→ **Source**

Keywords

1 Introduction to Usability Testing Surveys and Tools

1.1 Usability Testing

According to Usability.gov, “Usability testing refers to evaluating a product or service by testing it with representative users. Typically, during a test, participants will try to complete typical tasks while observers watch, listen and takes notes. The goal is to identify any usability problems, collect qualitative and quantitative data and determine the participant’s satisfaction with the product” [1]. In addition to executing ‘task-based testing,’ quite often survey instruments are utilized to gather information about representative users. These surveys can take place prior to, or in tandem with, a task-based test. The results of these surveys are often analyzed in conjunction with the usability testing to uncover innate problems with a system.

1.2 The Survey

According to Merriam-Webster, a survey is “[meant] to query (someone) in order to collect data for the analysis of some aspect of a group or area” [2]. “A survey is a tool used to collect data on a large group of people to answer one or more research questions. It is one of the most common research tools used by social science research (sociology, political science, education, and psychology), health fields, and market research” [3]. Surveys are utilized to quickly gather data about target markets, delineate differences amongst populations, and specifically in usability testing, to understand unique differences with regard to usage and ultimate desires of a system.

Surveys are used for several reasons and a broad array of purposes. For example, surveys are utilized by the US Government for evaluating policies. “The Study of Income and Program Participation is a government-funded survey study designed to examine how well federal income support programs are operating. Survey questions from this study include information on housing subsidies, food subsidies, and income supports” [3]. Corporations use surveys to measure customer satisfaction. Social scientists use surveys for basic and applied research. Usability experts rely heavily on quantitative and qualitative data streams, particularly surveys to help define design requirements, drive product innovation, and test the usage of a given system. Usability surveys are mostly delivered via the internet (web and mobile), and several tools exist to help administer such surveys.

→ **Set of tasks**
a: In the text on usability surveys, rewrite everything from "1 Introduction to" down to "with a system.", swapping "representative users" for "typical users".
b: For each statement below, say whether the text on usability surveys supports it (yes or no), and quote the words from the text that decide it.
(i) Surveys can be given before a task-based test.
(ii) Usability surveys are mostly delivered on paper.
(iii) The Study of Income and Program Participation is funded by corporations.

→ **Data extract**
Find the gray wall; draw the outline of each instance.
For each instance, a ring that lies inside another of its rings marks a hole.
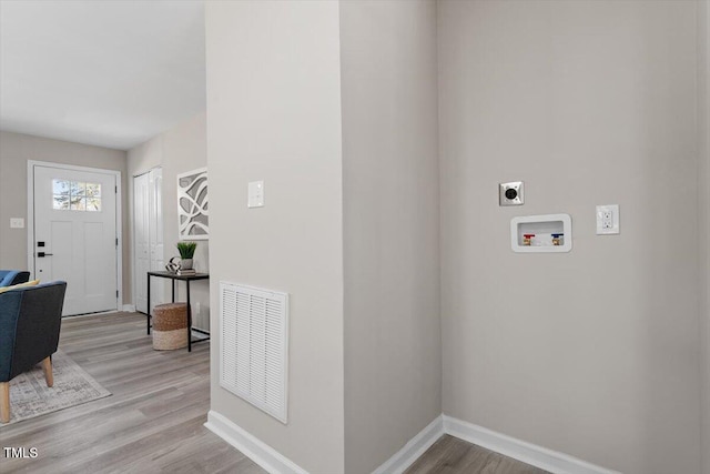
[[[128,246],[125,151],[0,131],[0,269],[26,269],[27,162],[47,161],[121,172],[123,211],[123,302],[131,301]],[[10,218],[23,218],[24,229],[10,229]]]
[[[173,127],[166,132],[152,138],[145,143],[132,148],[128,152],[128,171],[131,177],[129,185],[130,212],[133,215],[132,178],[145,173],[152,168],[163,169],[163,241],[164,260],[179,255],[178,243],[178,174],[192,171],[207,164],[206,114],[199,113],[192,119]],[[207,170],[209,172],[209,170]],[[133,236],[133,219],[130,223],[130,235]],[[210,242],[196,241],[194,265],[200,272],[210,271]],[[131,271],[132,271],[131,262]],[[132,275],[132,273],[131,273]],[[153,280],[152,283],[156,283]],[[179,301],[184,301],[184,286],[178,285]],[[168,285],[163,302],[170,301]],[[191,283],[191,302],[194,325],[210,329],[210,284],[204,281]],[[197,305],[197,303],[200,303]],[[197,311],[200,307],[200,311]]]
[[[439,2],[445,414],[700,471],[696,31],[694,1]],[[510,218],[551,212],[571,253],[513,253]]]
[[[213,332],[220,281],[291,295],[288,424],[221,389],[219,364],[212,410],[308,472],[342,473],[338,3],[207,2],[206,33]],[[266,205],[247,209],[257,180]]]
[[[345,471],[367,473],[442,412],[436,3],[341,2],[341,53]]]
[[[700,212],[698,243],[700,245],[700,317],[702,334],[702,381],[703,381],[703,473],[710,474],[710,8],[707,1],[698,2],[698,139],[699,168],[698,185]]]

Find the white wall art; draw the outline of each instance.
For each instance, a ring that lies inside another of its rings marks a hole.
[[[178,174],[178,230],[180,240],[209,239],[207,169]]]

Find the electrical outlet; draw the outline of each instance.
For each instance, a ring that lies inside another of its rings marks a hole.
[[[597,235],[619,233],[619,204],[597,205]]]

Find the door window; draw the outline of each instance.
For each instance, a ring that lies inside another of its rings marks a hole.
[[[101,211],[101,184],[52,180],[52,208],[57,211]]]

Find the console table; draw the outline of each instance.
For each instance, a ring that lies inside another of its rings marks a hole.
[[[176,281],[183,281],[185,282],[185,290],[187,293],[186,296],[186,303],[187,303],[187,352],[192,352],[192,344],[193,342],[202,342],[202,341],[210,341],[209,337],[209,333],[205,333],[204,331],[194,327],[195,331],[199,331],[201,333],[207,334],[207,337],[204,339],[199,339],[193,341],[192,340],[192,307],[190,306],[190,282],[195,281],[195,280],[210,280],[210,274],[209,273],[196,273],[194,275],[179,275],[176,273],[172,273],[172,272],[148,272],[148,313],[145,314],[145,320],[146,320],[146,325],[148,325],[148,333],[151,333],[151,276],[156,276],[156,278],[161,278],[161,279],[169,279],[171,280],[172,283],[172,294],[173,294],[173,303],[175,302],[175,282]]]

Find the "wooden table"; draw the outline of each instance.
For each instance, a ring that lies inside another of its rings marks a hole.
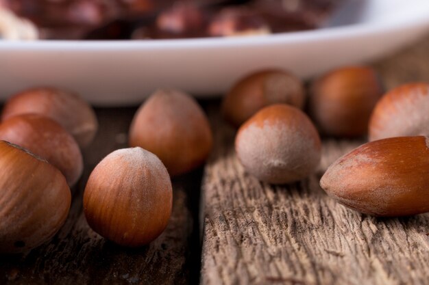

→ **Final answers**
a:
1 Introduction to Usability Testing Surveys and Tools

1.1 Usability Testing

According to Usability.gov, “Usability testing refers to evaluating a product or service by testing it with typical users. Typically, during a test, participants will try to complete typical tasks while observers watch, listen and takes notes. The goal is to identify any usability problems, collect qualitative and quantitative data and determine the participant’s satisfaction with the product” [1]. In addition to executing ‘task-based testing,’ quite often survey instruments are utilized to gather information about typical users. These surveys can take place prior to, or in tandem with, a task-based test. The results of these surveys are often analyzed in conjunction with the usability testing to uncover innate problems with a system.

b:
(i) Yes: "These surveys can take place prior to, or in tandem with, a task-based test."
(ii) No: "Usability surveys are mostly delivered via the internet (web and mobile)"
(iii) No: "The Study of Income and Program Participation is a government-funded survey study"